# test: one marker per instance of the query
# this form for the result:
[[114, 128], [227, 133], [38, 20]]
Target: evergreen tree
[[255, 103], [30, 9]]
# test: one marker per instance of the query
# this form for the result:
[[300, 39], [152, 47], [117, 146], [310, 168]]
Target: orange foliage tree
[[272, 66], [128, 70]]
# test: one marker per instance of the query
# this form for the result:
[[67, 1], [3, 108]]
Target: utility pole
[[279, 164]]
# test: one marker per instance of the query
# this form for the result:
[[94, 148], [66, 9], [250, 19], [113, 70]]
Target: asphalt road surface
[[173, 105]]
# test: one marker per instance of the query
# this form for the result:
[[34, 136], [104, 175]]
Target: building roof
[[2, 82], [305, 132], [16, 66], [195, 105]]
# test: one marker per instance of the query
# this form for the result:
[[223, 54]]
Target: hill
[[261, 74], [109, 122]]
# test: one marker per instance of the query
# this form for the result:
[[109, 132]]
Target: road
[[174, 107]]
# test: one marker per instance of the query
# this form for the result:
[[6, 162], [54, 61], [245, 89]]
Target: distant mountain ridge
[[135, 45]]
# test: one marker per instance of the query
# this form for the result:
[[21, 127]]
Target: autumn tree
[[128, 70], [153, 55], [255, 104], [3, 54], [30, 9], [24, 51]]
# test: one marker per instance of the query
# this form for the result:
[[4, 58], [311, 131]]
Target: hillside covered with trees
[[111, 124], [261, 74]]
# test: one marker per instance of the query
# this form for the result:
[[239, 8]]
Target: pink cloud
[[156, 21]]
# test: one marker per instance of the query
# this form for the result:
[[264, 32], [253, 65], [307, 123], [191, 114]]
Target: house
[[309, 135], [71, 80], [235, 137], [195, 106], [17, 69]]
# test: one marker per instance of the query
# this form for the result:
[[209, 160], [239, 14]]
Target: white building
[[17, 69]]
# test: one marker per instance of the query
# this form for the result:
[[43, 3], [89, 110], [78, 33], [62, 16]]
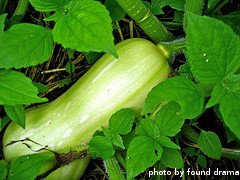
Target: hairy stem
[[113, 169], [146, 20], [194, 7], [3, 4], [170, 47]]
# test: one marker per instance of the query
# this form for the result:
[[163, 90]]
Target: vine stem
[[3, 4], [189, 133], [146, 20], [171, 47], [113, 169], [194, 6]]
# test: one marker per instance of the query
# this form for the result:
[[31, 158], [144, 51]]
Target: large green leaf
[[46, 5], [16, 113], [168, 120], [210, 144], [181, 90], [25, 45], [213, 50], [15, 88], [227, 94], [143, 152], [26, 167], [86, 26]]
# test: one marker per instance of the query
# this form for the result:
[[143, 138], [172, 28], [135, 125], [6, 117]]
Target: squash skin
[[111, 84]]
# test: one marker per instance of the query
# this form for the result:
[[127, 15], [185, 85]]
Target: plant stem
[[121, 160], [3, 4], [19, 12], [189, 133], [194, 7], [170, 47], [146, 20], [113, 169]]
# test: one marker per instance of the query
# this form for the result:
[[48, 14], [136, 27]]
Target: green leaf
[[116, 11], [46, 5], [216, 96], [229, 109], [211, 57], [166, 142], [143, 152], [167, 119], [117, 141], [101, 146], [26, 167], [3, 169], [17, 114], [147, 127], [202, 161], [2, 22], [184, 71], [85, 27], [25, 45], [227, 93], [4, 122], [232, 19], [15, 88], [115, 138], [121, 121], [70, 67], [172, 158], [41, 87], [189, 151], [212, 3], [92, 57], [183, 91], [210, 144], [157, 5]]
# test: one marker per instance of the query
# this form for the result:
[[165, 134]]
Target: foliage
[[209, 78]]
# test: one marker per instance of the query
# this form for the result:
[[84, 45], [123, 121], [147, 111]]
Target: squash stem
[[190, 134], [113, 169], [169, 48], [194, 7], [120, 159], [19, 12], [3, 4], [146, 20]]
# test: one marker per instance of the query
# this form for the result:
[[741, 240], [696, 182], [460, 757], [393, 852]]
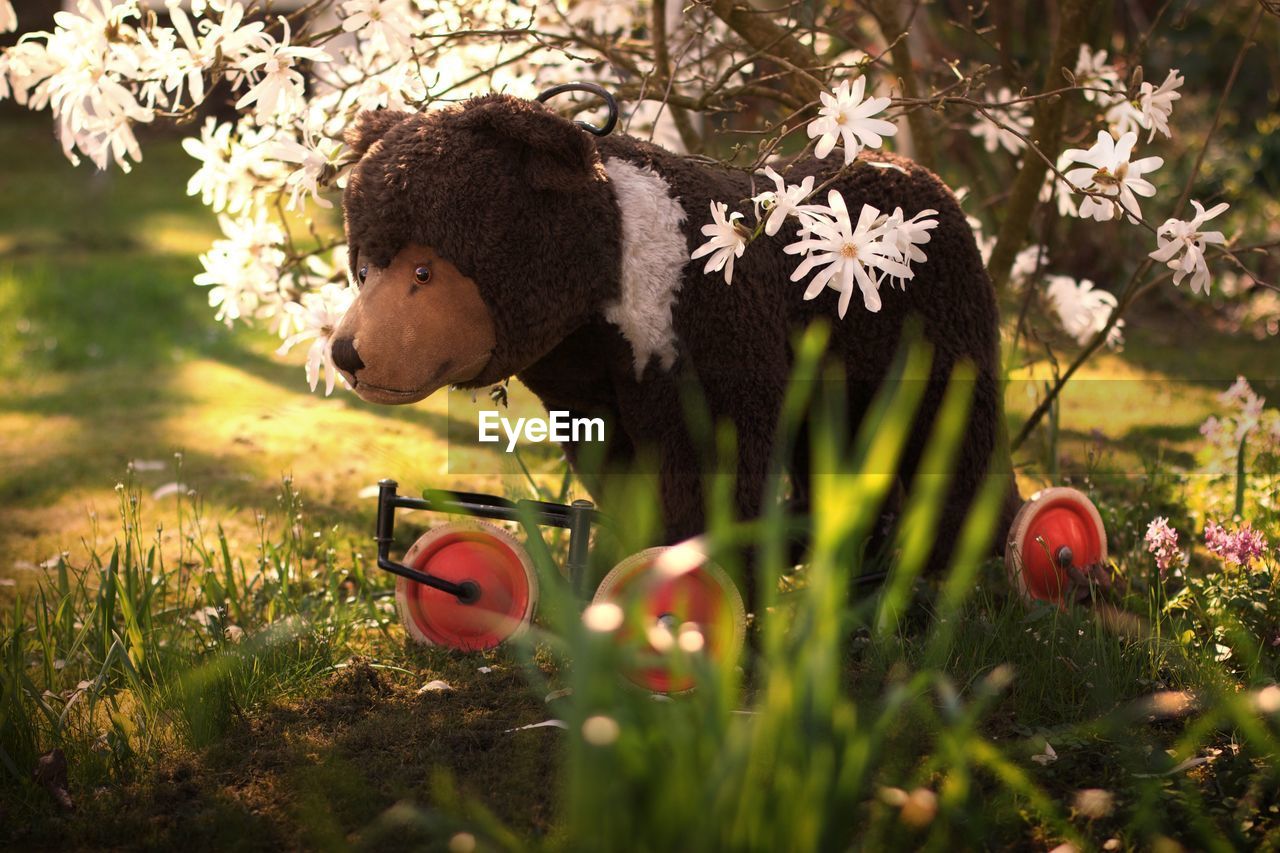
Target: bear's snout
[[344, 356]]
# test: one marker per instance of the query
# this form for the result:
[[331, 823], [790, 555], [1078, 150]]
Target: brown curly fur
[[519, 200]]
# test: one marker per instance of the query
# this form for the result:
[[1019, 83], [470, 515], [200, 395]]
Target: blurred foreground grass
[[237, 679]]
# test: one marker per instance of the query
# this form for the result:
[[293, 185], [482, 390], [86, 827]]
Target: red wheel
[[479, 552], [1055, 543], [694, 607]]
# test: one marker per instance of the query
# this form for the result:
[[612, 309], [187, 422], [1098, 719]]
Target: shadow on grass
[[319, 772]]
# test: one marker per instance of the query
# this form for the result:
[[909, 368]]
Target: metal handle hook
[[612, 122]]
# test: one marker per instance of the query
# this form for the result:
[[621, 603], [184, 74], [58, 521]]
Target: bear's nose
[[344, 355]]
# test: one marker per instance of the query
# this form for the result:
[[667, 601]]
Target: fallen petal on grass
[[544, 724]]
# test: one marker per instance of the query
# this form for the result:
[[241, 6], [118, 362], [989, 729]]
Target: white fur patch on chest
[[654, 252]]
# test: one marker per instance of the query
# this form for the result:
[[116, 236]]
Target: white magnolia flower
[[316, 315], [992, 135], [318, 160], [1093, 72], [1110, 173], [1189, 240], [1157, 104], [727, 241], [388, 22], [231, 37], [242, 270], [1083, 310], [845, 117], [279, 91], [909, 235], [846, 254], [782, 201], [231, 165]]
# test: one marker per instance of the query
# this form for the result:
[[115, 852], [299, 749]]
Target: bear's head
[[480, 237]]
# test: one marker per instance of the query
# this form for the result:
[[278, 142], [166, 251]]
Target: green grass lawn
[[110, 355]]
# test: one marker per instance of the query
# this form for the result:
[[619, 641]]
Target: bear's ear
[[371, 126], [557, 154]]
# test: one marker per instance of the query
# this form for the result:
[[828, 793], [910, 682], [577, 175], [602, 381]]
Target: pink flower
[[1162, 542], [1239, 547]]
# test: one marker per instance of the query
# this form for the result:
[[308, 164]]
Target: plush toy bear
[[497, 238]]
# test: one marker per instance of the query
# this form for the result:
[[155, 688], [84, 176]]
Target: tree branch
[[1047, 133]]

...

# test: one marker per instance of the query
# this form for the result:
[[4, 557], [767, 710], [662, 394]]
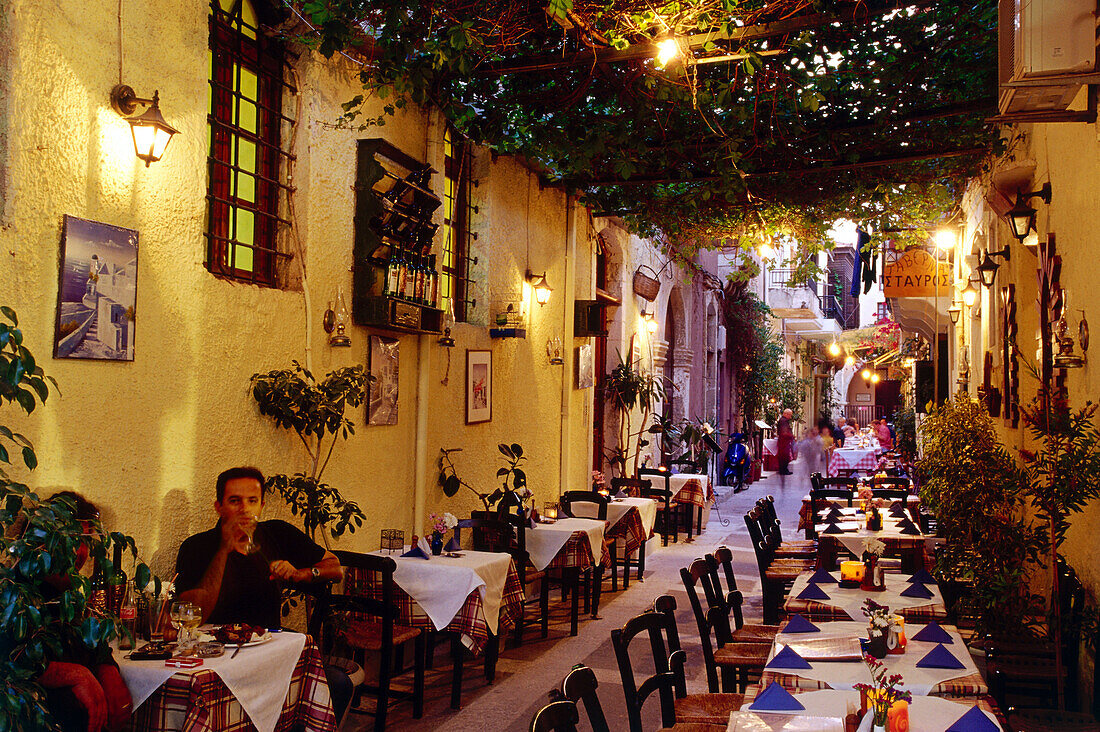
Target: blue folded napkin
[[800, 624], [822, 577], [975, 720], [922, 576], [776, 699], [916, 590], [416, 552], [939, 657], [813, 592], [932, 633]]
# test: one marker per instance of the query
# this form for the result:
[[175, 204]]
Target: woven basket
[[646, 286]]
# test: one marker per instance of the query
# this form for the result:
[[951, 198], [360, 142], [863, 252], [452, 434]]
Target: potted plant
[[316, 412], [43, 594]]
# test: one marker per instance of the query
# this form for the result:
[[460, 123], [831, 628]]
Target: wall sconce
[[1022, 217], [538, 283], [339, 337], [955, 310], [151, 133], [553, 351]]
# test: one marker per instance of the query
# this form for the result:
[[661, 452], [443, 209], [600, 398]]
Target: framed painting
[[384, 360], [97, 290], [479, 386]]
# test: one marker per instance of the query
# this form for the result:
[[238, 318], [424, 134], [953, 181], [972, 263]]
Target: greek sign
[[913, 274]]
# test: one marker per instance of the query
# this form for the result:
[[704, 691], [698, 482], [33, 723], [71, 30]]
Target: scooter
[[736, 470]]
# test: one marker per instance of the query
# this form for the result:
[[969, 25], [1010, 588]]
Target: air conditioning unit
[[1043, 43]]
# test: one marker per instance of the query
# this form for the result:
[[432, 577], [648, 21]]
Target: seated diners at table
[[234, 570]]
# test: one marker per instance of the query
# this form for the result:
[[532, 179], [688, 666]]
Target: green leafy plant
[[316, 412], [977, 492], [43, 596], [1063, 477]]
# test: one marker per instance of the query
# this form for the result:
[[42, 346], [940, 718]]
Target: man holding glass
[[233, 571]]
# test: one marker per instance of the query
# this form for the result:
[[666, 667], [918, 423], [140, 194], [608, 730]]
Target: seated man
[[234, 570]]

## Goal of the exercise
Show every line of the listing that contains the string "stem".

## Solution below
Target: hairy stem
Target: vine stem
Target: plant stem
Target: squash stem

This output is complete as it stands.